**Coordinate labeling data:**
— Start —

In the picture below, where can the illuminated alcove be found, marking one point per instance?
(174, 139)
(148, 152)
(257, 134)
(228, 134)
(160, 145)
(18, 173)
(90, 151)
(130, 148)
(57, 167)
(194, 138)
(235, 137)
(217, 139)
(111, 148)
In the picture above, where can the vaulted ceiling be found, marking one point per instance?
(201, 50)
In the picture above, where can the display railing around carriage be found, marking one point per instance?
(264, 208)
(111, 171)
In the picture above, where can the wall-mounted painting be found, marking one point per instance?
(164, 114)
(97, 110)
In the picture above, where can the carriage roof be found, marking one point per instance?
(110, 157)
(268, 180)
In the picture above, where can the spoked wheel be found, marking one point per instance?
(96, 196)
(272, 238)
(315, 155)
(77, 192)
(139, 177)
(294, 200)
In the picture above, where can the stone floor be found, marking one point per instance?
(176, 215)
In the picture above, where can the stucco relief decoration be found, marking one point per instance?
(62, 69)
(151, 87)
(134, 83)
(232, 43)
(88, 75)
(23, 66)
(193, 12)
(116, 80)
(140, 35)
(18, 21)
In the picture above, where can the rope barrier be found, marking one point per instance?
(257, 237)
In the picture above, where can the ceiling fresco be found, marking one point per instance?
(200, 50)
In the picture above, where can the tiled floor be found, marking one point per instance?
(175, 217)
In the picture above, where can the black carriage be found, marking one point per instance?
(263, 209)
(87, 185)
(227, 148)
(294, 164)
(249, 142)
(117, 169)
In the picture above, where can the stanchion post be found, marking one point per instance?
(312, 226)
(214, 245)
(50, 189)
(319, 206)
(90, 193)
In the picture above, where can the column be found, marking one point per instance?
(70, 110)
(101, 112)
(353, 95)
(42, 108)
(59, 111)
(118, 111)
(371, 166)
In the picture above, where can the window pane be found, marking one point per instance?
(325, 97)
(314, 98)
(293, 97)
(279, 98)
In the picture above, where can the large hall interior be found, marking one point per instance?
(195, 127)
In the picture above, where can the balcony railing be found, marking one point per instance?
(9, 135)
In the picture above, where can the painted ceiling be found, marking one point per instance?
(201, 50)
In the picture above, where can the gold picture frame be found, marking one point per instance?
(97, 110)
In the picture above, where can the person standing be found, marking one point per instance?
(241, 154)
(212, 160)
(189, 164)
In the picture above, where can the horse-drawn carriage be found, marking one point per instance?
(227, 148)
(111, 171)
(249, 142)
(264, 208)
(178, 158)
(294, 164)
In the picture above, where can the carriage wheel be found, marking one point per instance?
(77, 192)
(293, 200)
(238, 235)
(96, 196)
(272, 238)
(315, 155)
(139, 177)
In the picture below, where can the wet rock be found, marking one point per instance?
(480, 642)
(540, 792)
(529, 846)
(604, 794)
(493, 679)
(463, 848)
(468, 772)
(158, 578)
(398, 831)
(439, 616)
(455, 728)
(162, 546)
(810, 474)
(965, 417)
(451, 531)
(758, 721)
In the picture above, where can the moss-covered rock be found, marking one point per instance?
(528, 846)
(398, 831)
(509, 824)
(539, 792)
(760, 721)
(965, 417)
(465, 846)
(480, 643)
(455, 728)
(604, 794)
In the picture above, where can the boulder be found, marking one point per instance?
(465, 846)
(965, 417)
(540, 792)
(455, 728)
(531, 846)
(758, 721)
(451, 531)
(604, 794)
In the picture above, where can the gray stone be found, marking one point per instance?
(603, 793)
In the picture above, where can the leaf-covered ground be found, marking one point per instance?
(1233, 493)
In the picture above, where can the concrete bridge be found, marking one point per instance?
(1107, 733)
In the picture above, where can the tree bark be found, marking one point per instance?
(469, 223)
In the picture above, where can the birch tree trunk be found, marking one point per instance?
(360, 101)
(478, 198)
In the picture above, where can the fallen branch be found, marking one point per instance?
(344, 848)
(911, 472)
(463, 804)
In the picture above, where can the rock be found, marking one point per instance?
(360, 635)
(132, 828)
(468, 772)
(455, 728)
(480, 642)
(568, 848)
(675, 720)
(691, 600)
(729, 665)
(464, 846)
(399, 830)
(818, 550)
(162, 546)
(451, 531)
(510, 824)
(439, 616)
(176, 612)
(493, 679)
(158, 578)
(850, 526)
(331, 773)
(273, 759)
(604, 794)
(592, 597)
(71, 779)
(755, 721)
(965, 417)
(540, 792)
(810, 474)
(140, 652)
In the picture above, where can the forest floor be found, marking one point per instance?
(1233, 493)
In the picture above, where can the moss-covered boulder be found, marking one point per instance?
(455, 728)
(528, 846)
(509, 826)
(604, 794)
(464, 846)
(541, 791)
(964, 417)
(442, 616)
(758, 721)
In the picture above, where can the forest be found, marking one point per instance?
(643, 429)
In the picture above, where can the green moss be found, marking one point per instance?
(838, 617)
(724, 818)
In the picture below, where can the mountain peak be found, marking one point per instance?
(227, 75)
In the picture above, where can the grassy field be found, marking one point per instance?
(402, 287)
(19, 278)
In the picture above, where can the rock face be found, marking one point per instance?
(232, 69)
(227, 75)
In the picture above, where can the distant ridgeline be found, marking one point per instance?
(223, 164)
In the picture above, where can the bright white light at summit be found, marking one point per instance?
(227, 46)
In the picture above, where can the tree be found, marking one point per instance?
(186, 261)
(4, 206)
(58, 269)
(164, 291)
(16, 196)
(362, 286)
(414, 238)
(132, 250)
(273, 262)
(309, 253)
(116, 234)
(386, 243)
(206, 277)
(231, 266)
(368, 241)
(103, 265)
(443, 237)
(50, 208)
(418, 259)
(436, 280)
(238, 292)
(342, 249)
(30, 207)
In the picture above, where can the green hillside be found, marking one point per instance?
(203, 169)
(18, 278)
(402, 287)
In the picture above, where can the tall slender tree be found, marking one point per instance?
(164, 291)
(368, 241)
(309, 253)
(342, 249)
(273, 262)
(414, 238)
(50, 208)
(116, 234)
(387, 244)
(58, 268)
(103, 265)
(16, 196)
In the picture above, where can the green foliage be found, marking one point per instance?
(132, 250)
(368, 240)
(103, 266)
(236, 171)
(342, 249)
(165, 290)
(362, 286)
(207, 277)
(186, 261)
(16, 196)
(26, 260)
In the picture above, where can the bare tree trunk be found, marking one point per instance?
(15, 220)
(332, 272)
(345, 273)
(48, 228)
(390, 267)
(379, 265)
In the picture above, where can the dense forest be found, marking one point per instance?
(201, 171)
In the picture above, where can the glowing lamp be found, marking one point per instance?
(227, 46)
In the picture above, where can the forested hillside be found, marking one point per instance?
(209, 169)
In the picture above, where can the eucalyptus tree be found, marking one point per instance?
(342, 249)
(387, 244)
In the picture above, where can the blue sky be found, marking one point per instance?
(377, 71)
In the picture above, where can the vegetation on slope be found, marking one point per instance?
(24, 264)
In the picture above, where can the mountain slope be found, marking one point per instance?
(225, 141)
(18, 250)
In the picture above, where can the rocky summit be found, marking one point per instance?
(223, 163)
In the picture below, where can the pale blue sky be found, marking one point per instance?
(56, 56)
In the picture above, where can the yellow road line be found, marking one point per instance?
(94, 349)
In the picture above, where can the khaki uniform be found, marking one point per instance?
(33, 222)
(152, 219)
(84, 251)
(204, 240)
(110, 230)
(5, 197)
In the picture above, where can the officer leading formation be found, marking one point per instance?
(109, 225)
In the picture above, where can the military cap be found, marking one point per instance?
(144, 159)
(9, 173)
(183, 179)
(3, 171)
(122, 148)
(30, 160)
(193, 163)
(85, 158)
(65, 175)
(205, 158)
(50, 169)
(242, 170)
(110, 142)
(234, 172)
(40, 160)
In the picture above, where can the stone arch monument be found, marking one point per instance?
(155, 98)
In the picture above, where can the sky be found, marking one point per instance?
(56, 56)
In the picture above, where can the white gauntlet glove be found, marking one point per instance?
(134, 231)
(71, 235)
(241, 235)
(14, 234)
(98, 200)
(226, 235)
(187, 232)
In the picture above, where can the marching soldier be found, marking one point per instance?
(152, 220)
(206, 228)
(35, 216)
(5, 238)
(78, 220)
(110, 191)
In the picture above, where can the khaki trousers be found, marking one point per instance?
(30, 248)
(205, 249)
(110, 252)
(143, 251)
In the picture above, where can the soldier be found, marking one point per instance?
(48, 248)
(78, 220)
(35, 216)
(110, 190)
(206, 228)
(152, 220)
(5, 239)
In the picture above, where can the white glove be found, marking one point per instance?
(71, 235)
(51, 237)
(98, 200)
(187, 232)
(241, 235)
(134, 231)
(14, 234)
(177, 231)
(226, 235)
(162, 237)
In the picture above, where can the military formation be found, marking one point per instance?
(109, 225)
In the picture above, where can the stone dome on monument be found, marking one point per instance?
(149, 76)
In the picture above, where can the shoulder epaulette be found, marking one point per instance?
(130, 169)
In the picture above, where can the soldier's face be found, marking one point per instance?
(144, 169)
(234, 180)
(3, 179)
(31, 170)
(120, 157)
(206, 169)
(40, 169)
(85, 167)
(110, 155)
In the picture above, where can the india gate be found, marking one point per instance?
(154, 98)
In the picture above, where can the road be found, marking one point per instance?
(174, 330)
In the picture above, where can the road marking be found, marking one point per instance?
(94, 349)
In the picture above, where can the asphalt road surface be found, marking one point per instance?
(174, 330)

— End —

**Task goal:** Could you rewrite the items from the line with "In the picture above, where can the soldier be" up to and including the last line of the items as a two-column CSV with the headers item_text and answer? Use one row per item, put each value in its own quoted field, and turn line breaks into spaces.

**Full solution:**
item_text,answer
"In the picture above, where can the soldier be found, marking one point per instance?","(48, 248) (78, 220) (35, 216) (110, 190) (206, 228) (152, 220) (5, 239)"
"In the picture above, where can the white glove be found, marking one point per instance?","(71, 235) (51, 237) (98, 200) (187, 232) (241, 235) (134, 231) (14, 234) (177, 231) (226, 235) (162, 237)"
"In the picture above, where can the military formation be found, marking one point per instance?","(109, 225)"
"In the picture above, where can the stone dome on monument be found, marking one point per instance?","(149, 76)"
"In the picture above, where can the shoulder epaulette be found, marking one point per instance?","(130, 169)"
"In the picture above, where can the soldier's face be found, marking one point per instance?","(144, 169) (234, 180) (3, 179) (31, 170) (120, 157) (206, 169) (40, 169) (85, 167) (110, 155)"
"In the picture above, where can the india gate be found, marking one point per instance?","(154, 98)"
"In the picture above, where can the road be found, marking one point per instance?","(174, 330)"
"In the picture above, where can the road marking be found, marking one point per instance?","(94, 349)"
"In the picture above, where can the asphalt road surface be found, marking one point per instance?","(174, 330)"